--- Listed entries ---

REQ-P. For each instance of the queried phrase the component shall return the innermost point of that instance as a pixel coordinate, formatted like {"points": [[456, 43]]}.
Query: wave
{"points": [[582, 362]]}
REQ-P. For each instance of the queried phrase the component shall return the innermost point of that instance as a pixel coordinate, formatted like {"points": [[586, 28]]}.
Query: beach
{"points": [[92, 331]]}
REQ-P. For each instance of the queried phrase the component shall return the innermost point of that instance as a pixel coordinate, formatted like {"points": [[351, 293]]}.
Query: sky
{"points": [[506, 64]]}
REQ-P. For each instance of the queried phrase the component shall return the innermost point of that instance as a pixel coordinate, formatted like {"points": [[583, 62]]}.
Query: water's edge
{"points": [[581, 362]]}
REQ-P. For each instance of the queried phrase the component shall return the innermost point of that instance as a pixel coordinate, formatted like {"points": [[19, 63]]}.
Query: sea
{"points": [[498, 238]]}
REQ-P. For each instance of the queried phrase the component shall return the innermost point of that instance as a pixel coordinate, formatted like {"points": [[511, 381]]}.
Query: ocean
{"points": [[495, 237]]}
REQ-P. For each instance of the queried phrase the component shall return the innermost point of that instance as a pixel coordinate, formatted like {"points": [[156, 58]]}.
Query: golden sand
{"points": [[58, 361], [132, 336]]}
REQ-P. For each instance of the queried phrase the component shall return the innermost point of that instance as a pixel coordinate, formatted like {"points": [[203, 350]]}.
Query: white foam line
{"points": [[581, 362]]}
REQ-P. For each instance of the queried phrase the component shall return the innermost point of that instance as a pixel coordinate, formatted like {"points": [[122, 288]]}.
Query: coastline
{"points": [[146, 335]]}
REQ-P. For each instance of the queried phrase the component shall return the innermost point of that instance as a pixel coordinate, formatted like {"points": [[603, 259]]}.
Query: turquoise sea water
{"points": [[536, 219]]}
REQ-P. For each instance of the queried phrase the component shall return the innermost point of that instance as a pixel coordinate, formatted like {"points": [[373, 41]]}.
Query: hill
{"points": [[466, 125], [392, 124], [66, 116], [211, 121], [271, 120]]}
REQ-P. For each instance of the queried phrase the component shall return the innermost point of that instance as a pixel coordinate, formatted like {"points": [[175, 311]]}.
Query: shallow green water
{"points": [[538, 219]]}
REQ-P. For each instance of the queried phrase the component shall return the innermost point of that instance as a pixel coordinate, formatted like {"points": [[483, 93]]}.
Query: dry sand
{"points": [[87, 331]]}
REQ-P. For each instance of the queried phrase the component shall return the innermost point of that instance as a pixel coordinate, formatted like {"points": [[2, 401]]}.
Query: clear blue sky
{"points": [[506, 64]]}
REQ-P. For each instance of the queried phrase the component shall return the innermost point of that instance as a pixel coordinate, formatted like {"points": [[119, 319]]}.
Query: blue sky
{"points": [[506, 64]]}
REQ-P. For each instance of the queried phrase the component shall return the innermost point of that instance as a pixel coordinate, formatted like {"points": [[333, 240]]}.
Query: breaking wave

---

What is being asked: Please repeat every record above word for word.

Your response:
REQ-P. For each instance of the queried phrase the component shall return the innermost point of that instance as a pixel coordinate, formatted like {"points": [[456, 43]]}.
Query: wave
{"points": [[582, 362]]}
REQ-P. For each instance of the queried phrase the component shall return the innermost point of that instance as a pixel coordinate, formatted like {"points": [[586, 28]]}.
Query: beach
{"points": [[92, 331]]}
REQ-P. For each instance of the queried phrase the component shall return the innermost point of that instance as a pixel coordinate, formatted like {"points": [[351, 293]]}.
Query: sky
{"points": [[506, 64]]}
REQ-P. For each instance of the queried phrase the component shall return the innermost point of that instance as a pixel coordinate, formatted like {"points": [[583, 62]]}.
Query: water's edge
{"points": [[581, 362]]}
REQ-P. For each instance of the queried phrase the component shall return the innermost point of that instance as a pixel coordinate, formatted like {"points": [[19, 63]]}.
Query: sea
{"points": [[498, 238]]}
REQ-P. For each instance of the queried phrase the component shall return the innermost point of that instance as a pixel coordinate, formatted like {"points": [[511, 381]]}.
Query: ocean
{"points": [[495, 237]]}
REQ-P. For each instance of the queried phrase the component shall return the innermost point of that instance as a pixel coordinate, formatted like {"points": [[156, 58]]}.
Query: golden sand
{"points": [[58, 361], [132, 336]]}
REQ-P. For each instance of the queried phrase the component shall return the innermost point of that instance as a pixel coordinate, formatted like {"points": [[203, 350]]}.
Query: white foam line
{"points": [[581, 362]]}
REQ-P. For each instance of the queried phrase the component shall return the innermost point of that instance as a pixel coordinate, formatted like {"points": [[122, 288]]}.
Query: coastline
{"points": [[146, 335]]}
REQ-P. For each instance of the queried phrase the component shall return the innermost point of that instance as a pixel coordinate, formatted like {"points": [[603, 259]]}.
Query: turquoise sea water
{"points": [[536, 219]]}
REQ-P. For each instance of the queried phrase the component shall return the innermost point of that instance as a pixel coordinate, formatted like {"points": [[373, 41]]}.
Query: hill
{"points": [[466, 125], [392, 124], [66, 116], [211, 121], [271, 120]]}
REQ-P. For each instance of the queried phrase the component shall return the innermost point of that instance as a pixel coordinate, formatted like {"points": [[175, 311]]}.
Query: shallow green water
{"points": [[538, 219]]}
REQ-P. For each instance of the queried phrase the component shall return the innermost point of that instance as a pixel coordinate, formatted like {"points": [[483, 93]]}.
Query: dry sand
{"points": [[87, 331]]}
REQ-P. For each instance of the queried phrase the component shall return the innermost point of that instance as a pixel coordinate, formatted like {"points": [[2, 401]]}.
Query: clear blue sky
{"points": [[506, 64]]}
REQ-P. For each instance of the queried phrase the component shall return the innermost point of that instance as a pixel coordinate, formatted like {"points": [[119, 319]]}.
Query: blue sky
{"points": [[506, 64]]}
REQ-P. For each instance of the queried phrase the component shall return the innermost point of that instance as a pixel coordinate, formatted like {"points": [[333, 240]]}.
Query: breaking wave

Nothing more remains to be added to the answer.